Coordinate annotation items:

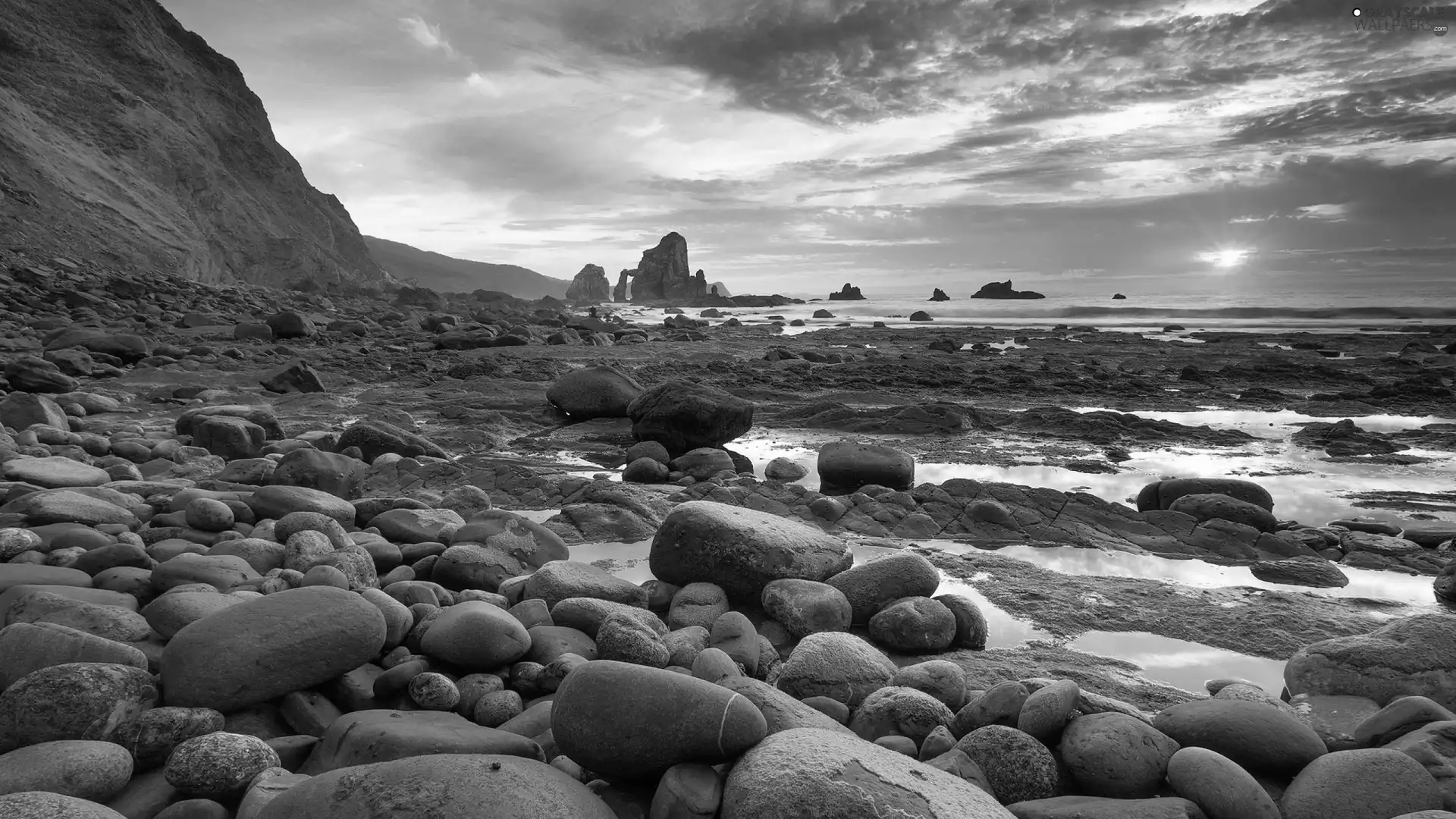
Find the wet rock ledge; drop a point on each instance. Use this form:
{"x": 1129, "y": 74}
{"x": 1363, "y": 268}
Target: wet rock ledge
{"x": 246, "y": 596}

Problem: Turn every line of the items above into a JSON list of strings, one string per line, with blank lines skipped and the pictures left out.

Full answer:
[
  "Find the wet rock ledge; drop a point on each instance. Use this form:",
  "{\"x\": 1129, \"y\": 74}",
  "{\"x\": 1363, \"y\": 268}",
  "Target: wet rock ledge",
  "{\"x\": 246, \"y\": 596}"
]